Items from a data source:
_ _ _ _ _

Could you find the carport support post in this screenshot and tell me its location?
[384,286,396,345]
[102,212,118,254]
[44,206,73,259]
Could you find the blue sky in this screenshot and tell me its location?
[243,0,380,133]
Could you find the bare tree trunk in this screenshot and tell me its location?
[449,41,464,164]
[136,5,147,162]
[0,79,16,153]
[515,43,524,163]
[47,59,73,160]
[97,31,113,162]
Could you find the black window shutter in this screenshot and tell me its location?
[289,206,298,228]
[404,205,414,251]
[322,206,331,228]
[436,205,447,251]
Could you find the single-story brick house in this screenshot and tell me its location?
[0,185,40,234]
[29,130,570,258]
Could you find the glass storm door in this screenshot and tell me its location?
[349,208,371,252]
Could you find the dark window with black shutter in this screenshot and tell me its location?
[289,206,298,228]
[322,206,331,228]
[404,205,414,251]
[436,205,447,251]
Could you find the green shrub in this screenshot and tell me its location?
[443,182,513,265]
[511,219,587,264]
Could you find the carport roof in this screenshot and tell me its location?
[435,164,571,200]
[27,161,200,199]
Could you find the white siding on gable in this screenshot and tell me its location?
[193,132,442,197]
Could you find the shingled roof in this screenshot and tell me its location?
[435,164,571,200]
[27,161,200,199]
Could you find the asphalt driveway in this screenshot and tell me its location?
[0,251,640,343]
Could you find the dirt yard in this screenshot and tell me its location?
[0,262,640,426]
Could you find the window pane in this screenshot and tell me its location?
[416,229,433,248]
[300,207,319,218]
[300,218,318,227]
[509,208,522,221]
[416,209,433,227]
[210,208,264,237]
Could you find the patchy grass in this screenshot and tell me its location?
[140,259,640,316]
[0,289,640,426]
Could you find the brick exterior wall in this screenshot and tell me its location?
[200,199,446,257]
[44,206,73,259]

_ _ _ _ _

** What this task involves **
Return the listing lines from the one containing "Could you find the blue" down to the one containing "[349,208,371,252]", both included, copied exactly.

** The reply **
Could you find the blue sky in this screenshot and tell me its location?
[243,0,380,133]
Could you find the bare tree trunk in this screenshot and tell me its location?
[449,41,464,164]
[136,5,147,162]
[0,79,16,153]
[515,43,524,163]
[47,59,73,160]
[97,31,113,162]
Could you find the black window shutter in this screenshot and tell me its location?
[289,206,298,228]
[404,205,414,251]
[322,206,331,228]
[436,205,447,251]
Could you find the single-story brick house in this screenshot and tell me its location?
[0,185,40,234]
[29,130,570,258]
Could you find the glass storm door in this screenshot and tell me its location?
[349,208,371,252]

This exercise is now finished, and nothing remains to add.